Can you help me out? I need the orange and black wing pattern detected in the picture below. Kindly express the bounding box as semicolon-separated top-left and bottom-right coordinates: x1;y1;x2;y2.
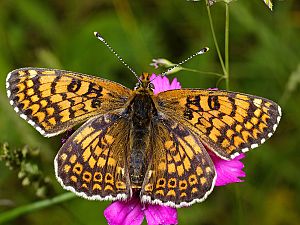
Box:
141;117;216;207
6;68;132;137
155;89;281;159
55;112;132;201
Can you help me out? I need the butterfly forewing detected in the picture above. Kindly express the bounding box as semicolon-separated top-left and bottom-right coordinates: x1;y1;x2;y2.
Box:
6;68;132;137
141;117;216;207
55;112;132;201
156;89;281;159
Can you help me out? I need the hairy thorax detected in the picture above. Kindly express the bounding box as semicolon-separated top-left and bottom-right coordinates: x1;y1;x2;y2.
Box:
128;93;157;186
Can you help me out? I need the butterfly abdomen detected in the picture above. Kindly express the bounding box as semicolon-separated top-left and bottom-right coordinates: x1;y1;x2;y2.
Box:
129;94;156;186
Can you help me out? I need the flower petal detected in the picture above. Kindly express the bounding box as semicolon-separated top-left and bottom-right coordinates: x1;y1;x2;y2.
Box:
104;199;144;225
144;204;178;225
150;74;181;94
209;152;246;186
169;77;181;90
207;87;218;91
150;58;173;69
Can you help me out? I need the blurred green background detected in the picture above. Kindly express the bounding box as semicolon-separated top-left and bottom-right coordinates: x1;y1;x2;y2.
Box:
0;0;299;224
--*--
Your goal
Every record above should be transcribed exactly; the pictures stay out of the copy.

Output
Can you help me out? I need the orange and black wing pattern detected in the picture below. Kindly express the bounding box as semicolon-separated top-left and bottom-right coordinates: x1;y1;x2;y2.
Box:
141;117;216;207
6;68;132;137
155;89;281;159
55;112;132;201
Can you help me out? I need the butterfly forewing detected in the picture above. Kindly express the bounding box as semicolon-separated top-left and bottom-right coordinates: x1;y1;x2;y2.
Box:
6;68;132;137
141;117;216;207
55;112;132;201
156;89;281;159
Can you help me out? I need the hairy thorax detected in the picture above. Kindly express the bounding box as semicolon-separated top-left and bottom-right coordinates: x1;y1;x2;y2.
Box:
128;93;157;186
Can you help me out? I need the butterfly abdomen detected in the picture above. Kindly express the bounding box as semicolon-separated top-left and bottom-right coordinates: x1;y1;x2;y2.
Box:
129;94;156;186
Can you help me out? I need the flower petal detected in the picture above. Kindly express the bounding box as semicolon-separated top-left and bottom-right coordinates: x1;y1;x2;y2.
Box:
104;199;144;225
144;204;178;225
150;74;181;94
209;152;246;186
169;77;181;90
207;87;218;91
150;58;173;69
Can you help me out? I need the blurred green background detected in the picture above. Kindly express the bounding box as semicolon-separated top-left and bottom-right coordinates: x1;y1;x2;y2.
Box:
0;0;299;224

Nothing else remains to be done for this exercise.